───── Document segment

- Born: 17 July 1840 Jipijapa, Manabí Province, Ecuador
- Died: 3 December 1904 (aged 64) Guayaquil, Ecuador
- Education: Sorbonne University
- Known for: Founder of the Faculty of Medicine at the University of Guayaquil, pioneer of obstetrics in Ecuador
- Scientific career
- Fields: Surgery, medical education

= Alejo Lascano Bahamonde =

Ecuadorian physician (1840–1904)

Alejo Lascano Bahamonde (17 July 1840 – 3 December 1904) was an Ecuadorian surgeon, medical educator, and philanthropist.

He was the founding dean of the Faculty of Medicine at the University of Guayaquil and a pioneering figure in the modernization of public health in Ecuador.

==Early life and education==
Lascano was born on 17 July 1840 in Jipijapa, Manabí Province, to José Francisco Lascano, a straw‑hat exporter, and Josefa Bahamonde Gracés, both affluent Guayaquileños. His family relocated to Guayaquil during his early childhood. He attended Colegio San Vicente del Guayas, then moved to Quito to complete his bachillerato in philosophy in 1856.

On 1 February 1857, he departed for Paris to enroll at the Faculty of Medicine, trained at the Laugier Clinic, and earned his Doctorate in Medicine and Surgery on 17 July 1864, with his thesis praised by Professor Jacoub.

==Medical career==
Upon returning to Ecuador in mid-1864, Lascano briefly practiced in Quito, and officially joined the Central University of Ecuador's medical faculty in Quito on 18 July 1866. In 1867, seeing the lack of a medical school in Guayaquil, he founded the Facultad de Medicina del Guayas, personally funding deficits and serving as its first dean. In 1869, President Gabriel García Moreno appointed him Médico Vitalicio at the Civil Hospital of Guayaquil, where he established a maternity ward and pharmacy, often with his own financial support. He was also the first physician in Ecuador to use the Pagot obstetric forceps.

──────────
───── Record extracts

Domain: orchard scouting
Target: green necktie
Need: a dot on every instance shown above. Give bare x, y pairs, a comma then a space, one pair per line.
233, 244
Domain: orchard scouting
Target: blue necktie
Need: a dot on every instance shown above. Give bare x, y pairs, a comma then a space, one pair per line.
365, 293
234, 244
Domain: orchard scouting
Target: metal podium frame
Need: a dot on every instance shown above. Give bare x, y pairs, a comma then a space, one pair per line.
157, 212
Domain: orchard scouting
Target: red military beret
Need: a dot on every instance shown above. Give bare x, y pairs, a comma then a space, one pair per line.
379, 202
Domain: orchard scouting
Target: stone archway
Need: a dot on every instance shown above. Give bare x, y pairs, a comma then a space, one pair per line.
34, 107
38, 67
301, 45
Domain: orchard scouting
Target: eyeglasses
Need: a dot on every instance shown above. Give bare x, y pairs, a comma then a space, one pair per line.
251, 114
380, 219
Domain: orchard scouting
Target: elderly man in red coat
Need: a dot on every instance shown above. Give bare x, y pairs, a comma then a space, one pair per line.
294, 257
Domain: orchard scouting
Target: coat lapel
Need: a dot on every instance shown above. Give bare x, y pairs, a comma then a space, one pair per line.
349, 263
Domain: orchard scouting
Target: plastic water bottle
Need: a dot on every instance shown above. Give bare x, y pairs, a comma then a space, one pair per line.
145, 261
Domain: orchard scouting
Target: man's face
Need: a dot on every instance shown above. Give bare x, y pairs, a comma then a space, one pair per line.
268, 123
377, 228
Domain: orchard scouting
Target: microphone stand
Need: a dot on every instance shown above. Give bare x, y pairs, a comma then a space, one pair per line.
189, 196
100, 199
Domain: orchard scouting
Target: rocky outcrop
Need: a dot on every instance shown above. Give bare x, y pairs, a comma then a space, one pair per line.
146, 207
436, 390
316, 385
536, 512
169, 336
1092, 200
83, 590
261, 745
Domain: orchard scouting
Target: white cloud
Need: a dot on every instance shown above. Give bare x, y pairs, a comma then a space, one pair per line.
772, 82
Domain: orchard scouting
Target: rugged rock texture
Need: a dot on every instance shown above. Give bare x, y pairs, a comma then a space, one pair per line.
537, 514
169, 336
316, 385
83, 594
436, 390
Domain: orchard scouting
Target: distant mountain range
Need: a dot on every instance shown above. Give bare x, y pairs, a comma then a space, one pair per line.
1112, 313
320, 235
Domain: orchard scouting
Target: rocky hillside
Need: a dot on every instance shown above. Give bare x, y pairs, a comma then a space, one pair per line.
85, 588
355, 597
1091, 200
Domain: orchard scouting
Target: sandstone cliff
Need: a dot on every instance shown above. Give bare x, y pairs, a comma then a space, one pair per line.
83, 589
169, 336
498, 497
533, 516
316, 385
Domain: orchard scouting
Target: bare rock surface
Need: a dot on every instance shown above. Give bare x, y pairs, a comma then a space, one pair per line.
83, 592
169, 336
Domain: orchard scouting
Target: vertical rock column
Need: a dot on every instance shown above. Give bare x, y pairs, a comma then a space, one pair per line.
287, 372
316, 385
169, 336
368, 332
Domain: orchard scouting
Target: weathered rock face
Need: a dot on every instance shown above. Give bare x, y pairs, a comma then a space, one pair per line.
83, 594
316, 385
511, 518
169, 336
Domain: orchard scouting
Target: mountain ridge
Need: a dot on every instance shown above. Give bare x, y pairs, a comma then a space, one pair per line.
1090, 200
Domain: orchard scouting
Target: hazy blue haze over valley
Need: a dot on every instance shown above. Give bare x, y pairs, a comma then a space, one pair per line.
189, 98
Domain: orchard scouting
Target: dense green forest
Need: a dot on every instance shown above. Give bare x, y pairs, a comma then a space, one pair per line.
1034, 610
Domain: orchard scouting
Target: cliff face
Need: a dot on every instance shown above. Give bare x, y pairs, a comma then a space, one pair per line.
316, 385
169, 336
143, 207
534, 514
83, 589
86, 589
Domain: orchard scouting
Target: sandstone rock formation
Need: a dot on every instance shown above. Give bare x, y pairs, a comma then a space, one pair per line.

──────────

* _Required actions_
A) According to the Lascano biography, on what date did Lascano earn his Doctorate in Medicine and Surgery?
B) Please list every distinct date in the Lascano biography that gives a day, a month, and a year.
C) Based on the Lascano biography, why did Lascano found the Facultad de Medicina del Guayas in 1867?

* _Numbered answers_
A) 17 July 1864.

B) 17 July 1840; 3 December 1904; 1 February 1857; 17 July 1864; 18 July 1866

C) He founded it because he saw that Guayaquil had no medical school. He then personally funded its deficits and served as its first dean.